REQUIREMENTS —
Can you copy every line of the source data verbatim, keeping each line in its original order?

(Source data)
###
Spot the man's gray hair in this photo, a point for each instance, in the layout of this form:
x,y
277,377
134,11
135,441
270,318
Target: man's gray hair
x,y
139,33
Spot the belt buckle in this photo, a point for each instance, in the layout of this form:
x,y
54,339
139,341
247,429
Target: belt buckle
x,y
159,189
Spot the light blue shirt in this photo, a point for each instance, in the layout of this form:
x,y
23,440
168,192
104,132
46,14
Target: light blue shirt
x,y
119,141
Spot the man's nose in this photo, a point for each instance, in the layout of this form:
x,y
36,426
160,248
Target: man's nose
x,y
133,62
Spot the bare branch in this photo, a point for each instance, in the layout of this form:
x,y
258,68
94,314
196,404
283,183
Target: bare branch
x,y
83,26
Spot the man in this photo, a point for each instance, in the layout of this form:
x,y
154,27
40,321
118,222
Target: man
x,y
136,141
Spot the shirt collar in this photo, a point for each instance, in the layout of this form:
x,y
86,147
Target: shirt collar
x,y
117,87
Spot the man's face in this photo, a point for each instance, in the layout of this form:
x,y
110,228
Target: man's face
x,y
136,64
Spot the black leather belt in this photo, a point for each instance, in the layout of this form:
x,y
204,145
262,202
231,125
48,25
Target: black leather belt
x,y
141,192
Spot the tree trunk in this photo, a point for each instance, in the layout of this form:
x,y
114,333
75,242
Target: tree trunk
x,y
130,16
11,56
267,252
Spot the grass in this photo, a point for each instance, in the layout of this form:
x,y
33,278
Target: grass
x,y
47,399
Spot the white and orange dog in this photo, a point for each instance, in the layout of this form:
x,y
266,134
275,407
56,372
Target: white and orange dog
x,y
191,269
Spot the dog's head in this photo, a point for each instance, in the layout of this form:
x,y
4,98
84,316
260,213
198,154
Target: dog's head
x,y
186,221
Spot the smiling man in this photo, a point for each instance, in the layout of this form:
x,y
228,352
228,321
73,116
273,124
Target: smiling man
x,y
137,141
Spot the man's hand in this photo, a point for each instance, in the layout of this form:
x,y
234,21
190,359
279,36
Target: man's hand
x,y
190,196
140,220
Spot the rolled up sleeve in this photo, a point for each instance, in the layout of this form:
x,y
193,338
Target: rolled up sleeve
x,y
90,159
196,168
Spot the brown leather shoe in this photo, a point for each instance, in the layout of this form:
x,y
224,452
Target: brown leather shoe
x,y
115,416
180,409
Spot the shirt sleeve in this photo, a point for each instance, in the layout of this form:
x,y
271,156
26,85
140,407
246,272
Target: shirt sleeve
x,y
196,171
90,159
###
EXERCISE SOLUTION —
Spot the man's gray hair in this photo, a point for each instance, in the layout of this form:
x,y
277,377
134,11
135,441
270,318
Target: man's gray hair
x,y
139,33
Spot the belt buckle in this photo, a point for each instance, in the layout of this form:
x,y
54,339
139,341
247,429
Target: belt buckle
x,y
159,189
Spot the light blue shirt in this photo, a point for each instance, in the layout of this form:
x,y
23,440
168,192
104,132
46,14
Target: light blue shirt
x,y
119,141
Spot the man's nose in this photo, a point for each instance, in the layout of this form:
x,y
36,426
160,248
Target: man's nose
x,y
133,62
Spot the bare branch in this photo, a point for each instance, in the layout of this form:
x,y
258,68
94,314
196,404
283,183
Target: bare branch
x,y
83,26
Spot the man in this photo, a point for each instance, in the layout of this form:
x,y
154,27
40,321
118,222
Target: man
x,y
136,141
Spot the shirt collar in this photo, a point for each instance, in the layout of this form:
x,y
86,147
Target: shirt collar
x,y
117,87
Spot the man's face in this photo, a point for each instance, in the layout of this form:
x,y
110,228
Target: man's face
x,y
136,64
Spot the black leather belt in this photo, a point for each instance, in the layout of this form:
x,y
204,145
262,202
231,125
48,25
Target: black leather belt
x,y
141,192
Spot the tree trunk in this photo, a point for each instance, in the layout of this form:
x,y
114,333
75,242
Target: tree trunk
x,y
130,16
11,56
267,252
Spot the grass in this photo, a point for each instance, in the layout of this form:
x,y
33,278
Target: grass
x,y
47,399
Spot the white and orange dog in this photo, a point for each instance, in the layout of this form:
x,y
266,134
275,407
56,372
Target: white and orange dog
x,y
191,269
Spot the dog's head in this photo, a point for each instance, in the layout of this form:
x,y
4,98
84,316
260,213
198,154
Target: dog's head
x,y
186,221
Spot the smiling man in this photo, a point for each instance, in the layout of this form:
x,y
228,352
228,321
73,116
273,124
Target: smiling man
x,y
137,141
Spot the man's hand in this photo, a point for each instance, in the layout of this form:
x,y
234,21
190,359
279,36
Target: man's hand
x,y
190,196
140,220
Spot the rolled up sleeve in this photo, a point for each instance, in the layout of this form:
x,y
193,338
Target: rolled up sleeve
x,y
90,159
196,168
Spot the brown leather shoe in this photo, a point for each instance, in the layout of this form:
x,y
224,452
Target: brown leather shoe
x,y
115,416
180,409
Spot the shirt sleeve in this photo, a point for each instance, in the layout of this form:
x,y
271,156
26,85
140,407
246,272
Target: shirt sleeve
x,y
196,171
90,159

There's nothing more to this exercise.